PROBLEM DETAILS. Show every line in the entries below that contains the string "groom", treating uppercase and lowercase as different.

Position identification records:
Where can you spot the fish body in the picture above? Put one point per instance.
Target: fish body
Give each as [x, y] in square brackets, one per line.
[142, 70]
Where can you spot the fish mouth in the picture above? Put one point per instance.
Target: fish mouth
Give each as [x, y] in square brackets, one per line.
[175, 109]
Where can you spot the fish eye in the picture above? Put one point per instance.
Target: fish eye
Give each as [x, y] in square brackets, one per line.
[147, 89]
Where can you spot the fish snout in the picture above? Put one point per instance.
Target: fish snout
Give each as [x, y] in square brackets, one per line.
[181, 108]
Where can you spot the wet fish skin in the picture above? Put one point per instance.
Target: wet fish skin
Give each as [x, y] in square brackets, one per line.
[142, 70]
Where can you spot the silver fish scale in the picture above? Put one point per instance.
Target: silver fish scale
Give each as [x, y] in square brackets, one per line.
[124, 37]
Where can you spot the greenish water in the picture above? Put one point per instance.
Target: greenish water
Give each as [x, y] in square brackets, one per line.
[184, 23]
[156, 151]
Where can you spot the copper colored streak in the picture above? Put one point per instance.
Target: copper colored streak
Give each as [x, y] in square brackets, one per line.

==

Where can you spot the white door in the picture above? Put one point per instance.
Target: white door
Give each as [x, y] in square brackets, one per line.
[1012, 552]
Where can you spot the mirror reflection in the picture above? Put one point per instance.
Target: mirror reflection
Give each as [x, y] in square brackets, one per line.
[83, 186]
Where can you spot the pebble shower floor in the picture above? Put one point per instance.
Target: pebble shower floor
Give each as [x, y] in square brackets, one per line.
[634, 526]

---

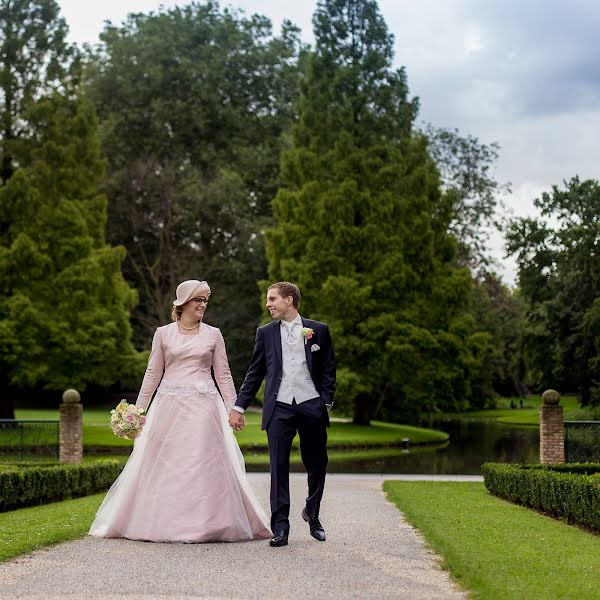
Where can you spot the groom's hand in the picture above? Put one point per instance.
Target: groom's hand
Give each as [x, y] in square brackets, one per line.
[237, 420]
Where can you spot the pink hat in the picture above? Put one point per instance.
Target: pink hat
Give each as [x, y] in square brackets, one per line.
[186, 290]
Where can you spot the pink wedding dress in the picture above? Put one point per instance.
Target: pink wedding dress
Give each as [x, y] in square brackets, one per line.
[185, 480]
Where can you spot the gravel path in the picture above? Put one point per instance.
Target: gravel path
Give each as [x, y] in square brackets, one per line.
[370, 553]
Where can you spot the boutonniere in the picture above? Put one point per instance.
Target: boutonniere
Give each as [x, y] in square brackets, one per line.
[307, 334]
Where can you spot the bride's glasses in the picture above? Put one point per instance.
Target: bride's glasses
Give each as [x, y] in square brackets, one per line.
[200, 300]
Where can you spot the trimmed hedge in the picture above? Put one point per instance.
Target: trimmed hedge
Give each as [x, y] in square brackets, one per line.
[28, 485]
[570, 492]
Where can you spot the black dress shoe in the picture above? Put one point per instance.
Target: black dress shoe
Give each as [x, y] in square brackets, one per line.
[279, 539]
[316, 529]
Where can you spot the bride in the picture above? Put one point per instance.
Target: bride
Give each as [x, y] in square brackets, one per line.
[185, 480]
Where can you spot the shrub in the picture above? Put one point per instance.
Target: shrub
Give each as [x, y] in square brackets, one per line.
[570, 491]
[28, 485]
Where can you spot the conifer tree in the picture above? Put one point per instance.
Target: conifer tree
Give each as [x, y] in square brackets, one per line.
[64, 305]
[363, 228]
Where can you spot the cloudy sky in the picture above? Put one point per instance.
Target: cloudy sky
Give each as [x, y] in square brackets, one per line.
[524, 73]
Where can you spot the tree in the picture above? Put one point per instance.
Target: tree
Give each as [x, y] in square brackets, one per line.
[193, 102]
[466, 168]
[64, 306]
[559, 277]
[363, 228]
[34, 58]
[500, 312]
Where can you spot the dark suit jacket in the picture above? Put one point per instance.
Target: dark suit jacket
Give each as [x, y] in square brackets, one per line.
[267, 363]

RESULT FOR THIS EXERCISE.
Where can you spot the groom's hand in the picture above? Put one point per instance.
Target: groom's hand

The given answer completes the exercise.